Your instructions: Reproduce only the lines below from the one containing "the shop window" through the one containing "[[170, 165], [388, 148]]", inclusive, keeping the requests unchanged. In the answers, multiply every coordinate by 1.65 and round to a whole number, rounding halves up.
........
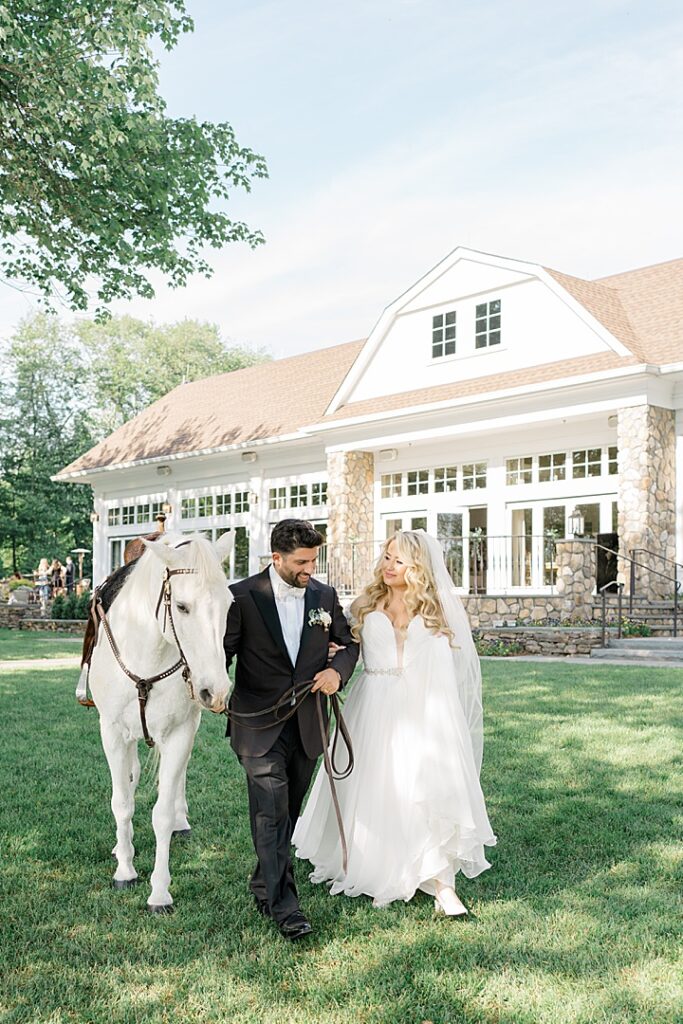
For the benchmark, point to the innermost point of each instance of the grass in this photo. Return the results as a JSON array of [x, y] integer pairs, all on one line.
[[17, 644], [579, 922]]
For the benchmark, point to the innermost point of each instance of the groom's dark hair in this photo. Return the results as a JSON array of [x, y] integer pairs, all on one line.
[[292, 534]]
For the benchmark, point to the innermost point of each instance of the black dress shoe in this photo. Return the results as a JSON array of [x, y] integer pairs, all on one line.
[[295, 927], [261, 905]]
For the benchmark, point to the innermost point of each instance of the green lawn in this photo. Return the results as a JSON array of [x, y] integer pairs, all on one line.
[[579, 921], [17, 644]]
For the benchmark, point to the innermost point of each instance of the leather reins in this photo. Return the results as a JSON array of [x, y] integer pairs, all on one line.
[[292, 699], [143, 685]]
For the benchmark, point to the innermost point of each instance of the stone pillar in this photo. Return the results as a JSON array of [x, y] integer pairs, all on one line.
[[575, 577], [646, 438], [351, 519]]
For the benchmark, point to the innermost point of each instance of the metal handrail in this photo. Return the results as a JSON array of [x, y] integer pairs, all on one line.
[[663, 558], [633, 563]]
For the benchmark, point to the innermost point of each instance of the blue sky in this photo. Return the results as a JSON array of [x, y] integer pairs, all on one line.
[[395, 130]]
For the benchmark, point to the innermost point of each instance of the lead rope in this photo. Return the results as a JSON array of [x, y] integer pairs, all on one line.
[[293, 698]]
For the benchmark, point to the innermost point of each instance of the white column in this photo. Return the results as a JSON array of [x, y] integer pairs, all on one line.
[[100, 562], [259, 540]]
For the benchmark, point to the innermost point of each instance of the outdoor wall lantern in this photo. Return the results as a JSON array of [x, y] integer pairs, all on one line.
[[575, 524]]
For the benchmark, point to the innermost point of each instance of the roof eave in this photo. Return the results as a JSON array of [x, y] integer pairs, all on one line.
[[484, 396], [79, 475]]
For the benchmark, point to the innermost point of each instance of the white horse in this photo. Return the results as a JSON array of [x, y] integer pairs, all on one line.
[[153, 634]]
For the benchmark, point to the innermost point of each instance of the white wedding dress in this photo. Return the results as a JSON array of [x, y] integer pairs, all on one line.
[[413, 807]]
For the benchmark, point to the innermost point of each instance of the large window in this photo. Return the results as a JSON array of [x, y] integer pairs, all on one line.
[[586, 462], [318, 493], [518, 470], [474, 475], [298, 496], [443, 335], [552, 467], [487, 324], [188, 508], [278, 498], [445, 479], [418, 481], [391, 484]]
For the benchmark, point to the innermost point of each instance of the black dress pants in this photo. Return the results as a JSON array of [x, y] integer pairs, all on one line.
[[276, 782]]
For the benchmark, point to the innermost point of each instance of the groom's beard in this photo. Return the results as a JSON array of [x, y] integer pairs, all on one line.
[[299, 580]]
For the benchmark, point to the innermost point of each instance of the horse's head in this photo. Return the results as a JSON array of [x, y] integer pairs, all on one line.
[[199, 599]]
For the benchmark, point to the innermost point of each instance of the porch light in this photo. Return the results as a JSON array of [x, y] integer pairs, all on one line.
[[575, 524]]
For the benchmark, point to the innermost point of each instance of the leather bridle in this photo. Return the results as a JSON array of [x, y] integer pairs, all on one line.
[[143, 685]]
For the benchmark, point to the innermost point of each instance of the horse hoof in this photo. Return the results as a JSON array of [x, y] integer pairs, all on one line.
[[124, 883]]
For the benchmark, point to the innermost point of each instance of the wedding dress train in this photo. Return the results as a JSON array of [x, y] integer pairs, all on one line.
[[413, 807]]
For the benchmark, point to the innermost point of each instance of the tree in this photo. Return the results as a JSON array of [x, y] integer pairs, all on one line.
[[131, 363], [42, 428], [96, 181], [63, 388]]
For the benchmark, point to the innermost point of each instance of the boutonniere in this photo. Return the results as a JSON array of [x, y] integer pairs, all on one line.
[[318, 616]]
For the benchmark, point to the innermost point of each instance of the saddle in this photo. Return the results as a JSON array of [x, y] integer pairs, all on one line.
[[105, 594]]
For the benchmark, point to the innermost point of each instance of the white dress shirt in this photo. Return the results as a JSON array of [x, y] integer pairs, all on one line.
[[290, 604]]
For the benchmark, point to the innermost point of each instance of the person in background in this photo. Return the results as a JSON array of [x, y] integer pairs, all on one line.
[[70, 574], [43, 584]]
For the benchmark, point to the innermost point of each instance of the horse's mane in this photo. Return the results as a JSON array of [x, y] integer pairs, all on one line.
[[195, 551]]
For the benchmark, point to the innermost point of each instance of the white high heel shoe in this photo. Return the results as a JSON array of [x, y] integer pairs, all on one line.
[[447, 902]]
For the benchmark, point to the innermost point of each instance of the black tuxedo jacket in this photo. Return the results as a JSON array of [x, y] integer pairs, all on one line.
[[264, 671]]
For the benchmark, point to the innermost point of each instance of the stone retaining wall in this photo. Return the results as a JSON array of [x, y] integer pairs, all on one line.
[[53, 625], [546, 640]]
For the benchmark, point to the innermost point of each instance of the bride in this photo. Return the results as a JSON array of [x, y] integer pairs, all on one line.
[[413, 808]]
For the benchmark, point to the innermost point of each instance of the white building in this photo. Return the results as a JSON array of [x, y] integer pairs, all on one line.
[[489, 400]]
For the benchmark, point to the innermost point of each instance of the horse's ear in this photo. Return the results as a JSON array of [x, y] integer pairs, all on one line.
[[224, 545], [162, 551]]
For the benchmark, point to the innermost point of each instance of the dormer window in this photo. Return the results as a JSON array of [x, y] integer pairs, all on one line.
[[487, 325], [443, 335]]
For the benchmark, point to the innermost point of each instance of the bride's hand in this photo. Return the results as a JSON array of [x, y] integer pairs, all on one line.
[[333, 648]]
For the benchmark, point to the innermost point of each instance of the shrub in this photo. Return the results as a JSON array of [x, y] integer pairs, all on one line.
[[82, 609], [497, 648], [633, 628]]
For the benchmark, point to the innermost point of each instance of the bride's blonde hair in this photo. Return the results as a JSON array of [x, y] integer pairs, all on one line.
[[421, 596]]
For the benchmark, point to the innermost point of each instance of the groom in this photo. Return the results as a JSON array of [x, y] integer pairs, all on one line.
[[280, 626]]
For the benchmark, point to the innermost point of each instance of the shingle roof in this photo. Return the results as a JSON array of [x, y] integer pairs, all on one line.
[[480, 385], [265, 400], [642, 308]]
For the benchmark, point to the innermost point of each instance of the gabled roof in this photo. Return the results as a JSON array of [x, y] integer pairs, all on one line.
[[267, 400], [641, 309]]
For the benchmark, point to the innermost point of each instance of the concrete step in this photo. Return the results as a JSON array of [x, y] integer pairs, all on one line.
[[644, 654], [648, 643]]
........
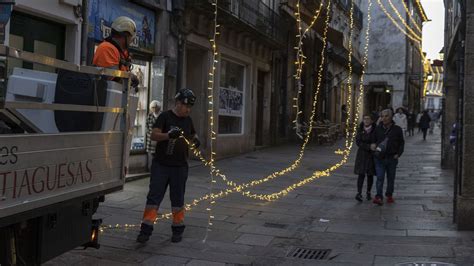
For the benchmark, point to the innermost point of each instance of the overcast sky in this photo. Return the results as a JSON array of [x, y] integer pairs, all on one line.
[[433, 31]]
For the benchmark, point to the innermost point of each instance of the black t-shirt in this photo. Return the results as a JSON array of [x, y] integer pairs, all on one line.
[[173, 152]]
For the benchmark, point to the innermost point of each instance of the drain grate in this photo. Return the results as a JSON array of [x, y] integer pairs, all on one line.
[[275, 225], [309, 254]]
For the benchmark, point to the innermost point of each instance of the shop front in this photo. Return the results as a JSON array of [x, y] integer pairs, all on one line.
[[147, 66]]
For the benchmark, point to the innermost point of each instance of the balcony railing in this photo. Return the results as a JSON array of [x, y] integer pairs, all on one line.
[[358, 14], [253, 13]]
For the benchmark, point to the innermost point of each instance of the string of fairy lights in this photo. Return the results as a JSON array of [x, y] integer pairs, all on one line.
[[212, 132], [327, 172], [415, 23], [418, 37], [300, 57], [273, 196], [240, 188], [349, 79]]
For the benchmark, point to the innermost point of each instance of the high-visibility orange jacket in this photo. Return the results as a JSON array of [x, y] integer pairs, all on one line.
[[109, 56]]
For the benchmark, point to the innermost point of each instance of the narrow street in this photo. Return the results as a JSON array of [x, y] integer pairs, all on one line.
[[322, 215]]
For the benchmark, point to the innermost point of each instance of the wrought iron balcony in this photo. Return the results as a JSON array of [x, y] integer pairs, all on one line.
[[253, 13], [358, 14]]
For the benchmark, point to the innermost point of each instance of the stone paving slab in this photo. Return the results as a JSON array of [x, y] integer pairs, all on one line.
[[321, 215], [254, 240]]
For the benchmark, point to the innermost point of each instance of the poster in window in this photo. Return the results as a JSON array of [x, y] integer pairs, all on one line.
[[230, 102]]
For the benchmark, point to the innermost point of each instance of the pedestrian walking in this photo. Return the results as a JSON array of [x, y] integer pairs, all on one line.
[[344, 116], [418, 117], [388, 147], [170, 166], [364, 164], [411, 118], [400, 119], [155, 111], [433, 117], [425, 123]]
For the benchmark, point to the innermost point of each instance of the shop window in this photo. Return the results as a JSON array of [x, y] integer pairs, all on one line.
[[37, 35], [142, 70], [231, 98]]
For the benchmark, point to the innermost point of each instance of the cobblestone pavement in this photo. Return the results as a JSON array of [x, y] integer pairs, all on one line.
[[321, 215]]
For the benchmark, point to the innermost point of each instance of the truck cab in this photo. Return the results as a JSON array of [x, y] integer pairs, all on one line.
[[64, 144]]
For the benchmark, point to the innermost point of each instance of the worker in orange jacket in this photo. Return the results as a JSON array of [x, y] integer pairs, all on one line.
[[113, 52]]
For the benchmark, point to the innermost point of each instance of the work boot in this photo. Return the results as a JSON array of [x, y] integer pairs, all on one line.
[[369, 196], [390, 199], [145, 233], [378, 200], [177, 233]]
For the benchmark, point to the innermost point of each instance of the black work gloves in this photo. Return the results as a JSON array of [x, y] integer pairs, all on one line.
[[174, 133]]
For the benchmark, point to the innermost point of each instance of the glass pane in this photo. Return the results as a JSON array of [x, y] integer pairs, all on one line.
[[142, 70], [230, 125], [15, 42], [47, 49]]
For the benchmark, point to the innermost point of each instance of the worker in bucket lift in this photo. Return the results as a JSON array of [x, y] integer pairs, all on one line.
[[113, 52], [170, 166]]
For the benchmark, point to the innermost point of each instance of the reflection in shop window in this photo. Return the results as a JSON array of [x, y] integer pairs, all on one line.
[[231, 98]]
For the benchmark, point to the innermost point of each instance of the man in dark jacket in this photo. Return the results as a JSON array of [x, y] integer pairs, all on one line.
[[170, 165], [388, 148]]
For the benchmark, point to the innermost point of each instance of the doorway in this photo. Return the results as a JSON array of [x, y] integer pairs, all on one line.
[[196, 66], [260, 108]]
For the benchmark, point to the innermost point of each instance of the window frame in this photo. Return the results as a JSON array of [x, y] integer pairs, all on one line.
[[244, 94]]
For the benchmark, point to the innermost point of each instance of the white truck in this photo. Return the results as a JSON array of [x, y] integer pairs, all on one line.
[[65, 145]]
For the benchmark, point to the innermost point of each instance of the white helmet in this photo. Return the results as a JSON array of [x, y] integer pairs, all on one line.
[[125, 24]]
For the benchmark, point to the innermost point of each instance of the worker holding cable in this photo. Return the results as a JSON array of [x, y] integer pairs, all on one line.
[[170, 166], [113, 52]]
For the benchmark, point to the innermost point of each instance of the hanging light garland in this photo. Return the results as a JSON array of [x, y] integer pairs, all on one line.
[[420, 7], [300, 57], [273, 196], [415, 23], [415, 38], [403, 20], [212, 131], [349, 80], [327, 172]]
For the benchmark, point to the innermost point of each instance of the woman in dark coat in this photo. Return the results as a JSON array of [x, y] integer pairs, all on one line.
........
Task output:
For the benchmark, point to the innermost point of each instance of the shop window in this photo. Return the results as a JSON array of [x, y] integer pairs, all on one line.
[[61, 58], [234, 116], [381, 162]]
For the benchmark, point to the innermost point of each instance of the cobblestone pavement in this photo. Return the results as a JSON array of [x, y] integer pairs, all on one line.
[[530, 355]]
For the benchmark, point to the innermost point of each instance of the truck cab in this photo. Return the results as a JSON array of [x, y] integer pairs, all on one line.
[[106, 238]]
For the benchmark, point to the innermost point of each instance of the worker in orange jacket in this photo. Return the results as a JSON array of [x, y] integer pairs, all on one line.
[[186, 86]]
For the benchmark, point to the innermost point of each instance of the work boot in this photo. Return the results as a JSON array of [x, y] integer pairs, all on one line.
[[609, 323], [644, 328], [239, 384], [624, 330], [292, 384]]
For the benchmark, point to the innermost point of each instance of the black work gloves in this photo. Return the results as a JSON array of [x, y] integer pairs, all on one line.
[[287, 219]]
For the benchmark, point to the innermost point of each instance of the glass pane in this photo. Return the results as a JSON array of [x, y] integer pairs, all on one line.
[[234, 116], [380, 206], [25, 69], [78, 81]]
For the benchmark, point to the innermost point of each instance of the worker in bucket lift in this photo. Return the results as a JSON array of [x, y] integer pairs, all on one line.
[[186, 86], [281, 274]]
For the benchmark, point to the innermost point of each instance of the reflection in shop window in this photo. Return the results as a JSON array of [x, y] integer pairs, all on one line.
[[381, 162]]
For the benchmark, point to the innermost point of each instance of the man in dark jacket in this photo. Return the results as a JSON array of [x, y] integer pairs, all on one line.
[[281, 272], [640, 244]]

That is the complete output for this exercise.